:: EXERCICE PROPOSÉ 1 ::
Selon l'article sur les élections régionales en Thuringe et en Saxe, quel pourcentage des voix l'AfD a-t-elle obtenu en Thuringe ?
:: EXERCICE PROPOSÉ 2 ::
Dans l'article sur les élections régionales en Thuringe et en Saxe, comment se traduit en anglais la phrase « Une tempête était attendue et la tempête est arrivée. » ?
:: EXERCICE PROPOSÉ 3 ::
Reprenez l'article sur les élections régionales en Thuringe et en Saxe à la suite de sa dernière phrase.

==== EXTRAIT DE PAGE

L’Alternative pour l’Allemagne (AfD) est devenue la force la plus votée en Thuringe et la deuxième force en Saxe. Les trois partis de la coalition gouvernementale à Berlin ont subi une défaite cuisante à un an des élections au Bundestag.
Une tempête était attendue et la tempête est arrivée. L’Alternative pour l’Allemagne (AfD) est devenue la force qui a enregistré le plus de voix en Thuringe (32,8 %) et la deuxième force en Saxe (30,6 %), où les élections à leurs parlements régionaux respectifs ont eu lieu dimanche dernier. Dans le premier Land fédéral, l’extrême droite a un avantage de près de dix points sur l’Union chrétienne-démocrate (CDU), qui a obtenu 23,6 %, tandis que dans le second, où la CDU a obtenu 31,9 %, l’AfD n’est plus qu’à un point de pourcentage d’être à égalité avec les conservateurs. La participation a été élevée et l’extrême droite, qui obtient de bons résultats chez les jeunes et les moins jeunes, gagne dans presque toutes les circonscriptions et seuls les centres des grandes villes semblent résister.
Bien qu’elle n’ait pas atteint les pourcentages prédits par les sondages d’intentions de vote, l’Alliance Sahra Wagenknecht (BSW), l’autre parti sur lequel tous les regards étaient tournés, a fait irruption dans les deux parlements régionaux – elle est la troisième force en Thuringe (15,8%) et en Saxe (11,8%) – devenant le premier parti de l’histoire de la République fédérale d’Allemagne à obtenir une représentation parlementaire avec des pourcentages à deux chiffres et la même année de sa fondation. La montée de la BSW en Thuringe est principalement due aux anciens votes qui sont allés à la gauche (84 000), bien plus que ceux de la CDU (18 000), du SPD (11 000) ou de l’AfD (11 000), selon les données publiées par l’hebdomadaire Der Spiegel dans son édition numérique. Les chiffres sont très similaires en Saxe, où le BSW absorbe 73 000 voix de la gauche, 43 000 de la CDU, 23 000 de l’AfD et 16 000 du SPD. Dans les deux cas, elle a réussi à mobiliser d’anciens abstentionnistes : 13 000 en Thuringe et 45 000 en Saxe.

========
==== ENTRÉES PRÉSENTÉES

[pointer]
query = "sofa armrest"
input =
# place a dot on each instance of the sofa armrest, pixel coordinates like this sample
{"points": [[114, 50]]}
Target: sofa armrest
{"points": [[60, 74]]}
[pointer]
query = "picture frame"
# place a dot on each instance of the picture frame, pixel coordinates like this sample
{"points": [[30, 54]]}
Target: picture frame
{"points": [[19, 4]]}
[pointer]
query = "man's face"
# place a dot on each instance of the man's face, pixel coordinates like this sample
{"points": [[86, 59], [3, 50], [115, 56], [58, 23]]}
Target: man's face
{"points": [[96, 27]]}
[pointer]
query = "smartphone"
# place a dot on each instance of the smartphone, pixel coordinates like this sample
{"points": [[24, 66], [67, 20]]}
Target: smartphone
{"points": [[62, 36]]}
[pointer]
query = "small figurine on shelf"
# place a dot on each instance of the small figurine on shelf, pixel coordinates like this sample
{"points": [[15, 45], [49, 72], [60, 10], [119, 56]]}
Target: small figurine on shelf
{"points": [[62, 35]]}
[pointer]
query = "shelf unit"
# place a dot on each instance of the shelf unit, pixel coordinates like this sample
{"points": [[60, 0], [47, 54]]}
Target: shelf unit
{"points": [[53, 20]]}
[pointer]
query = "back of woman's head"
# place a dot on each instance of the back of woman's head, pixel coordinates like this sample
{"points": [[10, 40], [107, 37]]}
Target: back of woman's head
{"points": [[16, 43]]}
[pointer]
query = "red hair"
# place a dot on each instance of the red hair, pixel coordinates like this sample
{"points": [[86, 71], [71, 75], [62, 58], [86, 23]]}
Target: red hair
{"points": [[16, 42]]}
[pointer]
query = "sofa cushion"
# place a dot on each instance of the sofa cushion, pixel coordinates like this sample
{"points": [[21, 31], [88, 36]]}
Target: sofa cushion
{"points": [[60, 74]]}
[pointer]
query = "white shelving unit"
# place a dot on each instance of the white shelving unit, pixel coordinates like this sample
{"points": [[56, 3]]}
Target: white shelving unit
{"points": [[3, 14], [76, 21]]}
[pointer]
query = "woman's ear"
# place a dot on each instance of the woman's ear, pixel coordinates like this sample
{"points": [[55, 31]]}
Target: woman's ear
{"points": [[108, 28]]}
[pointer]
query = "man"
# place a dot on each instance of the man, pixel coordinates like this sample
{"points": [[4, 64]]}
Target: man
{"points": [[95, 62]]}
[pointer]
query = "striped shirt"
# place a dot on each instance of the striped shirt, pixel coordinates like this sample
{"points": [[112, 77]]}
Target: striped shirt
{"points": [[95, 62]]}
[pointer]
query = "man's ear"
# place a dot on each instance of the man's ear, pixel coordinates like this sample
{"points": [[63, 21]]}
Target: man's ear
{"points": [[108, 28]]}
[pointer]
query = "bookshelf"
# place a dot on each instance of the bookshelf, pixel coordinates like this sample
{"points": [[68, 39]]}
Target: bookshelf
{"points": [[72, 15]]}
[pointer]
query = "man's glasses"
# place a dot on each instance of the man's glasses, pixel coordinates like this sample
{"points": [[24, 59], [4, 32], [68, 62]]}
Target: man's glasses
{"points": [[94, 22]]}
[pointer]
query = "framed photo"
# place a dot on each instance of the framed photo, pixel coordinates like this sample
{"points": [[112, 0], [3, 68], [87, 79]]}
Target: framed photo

========

:: RÉPONSE ATTENDUE 1 ::
32,8 %.

:: RÉPONSE ATTENDUE 2 ::
A storm was expected, and the storm arrived.

:: RÉPONSE ATTENDUE 3 ::
Les bons résultats obtenus en Thuringe et en Saxe et, comme on pouvait s’y attendre, aussi dans le Brandebourg le 22 septembre, donnent à l’AfD et à la BSW l’espoir d’atteindre, sinon des pourcentages égaux à ceux obtenus dans ces Länder, du moins de croître et de se consolider dans le système des partis allemands.
De leur côté, les trois partis de la coalition gouvernementale à Berlin ont concédé une défaite totale.
Le Parti social-démocrate d’Allemagne (SPD) a obtenu 6,1% en Thuringe et 7,3% en Saxe. Les Verts (3,2 %) et les libéraux du PLR (1,1 %) sont passés sous le seuil des 5 % en Thuringe et ne seront pas représentés à la Chambre, tandis qu’en Saxe, les Verts y sont entrés de justesse (5,1 %) et que le FDP est exclu du Parlement. La gauche, qui gouvernait la Thuringe, a dégringolé avec une chute de 18 points dans ce Land fédéral, et en Saxe, où elle a obtenu 4,5%, elle ne perdra pas sa représentation au parlement grâce à deux députés élus par mandat direct et qui contribuent à rattraper légèrement la crise que traverse le parti. Martin Schirdewan, co-président de La Gauche, a sévèrement attaqué la BSW, qu’il a qualifiée de « cadeau à l’AfD, parce que la gauche sociale et aussi mon parti en souffrent, mais aussi parce que l’extrême droite voit ses positions renforcées grâce à la BSW ».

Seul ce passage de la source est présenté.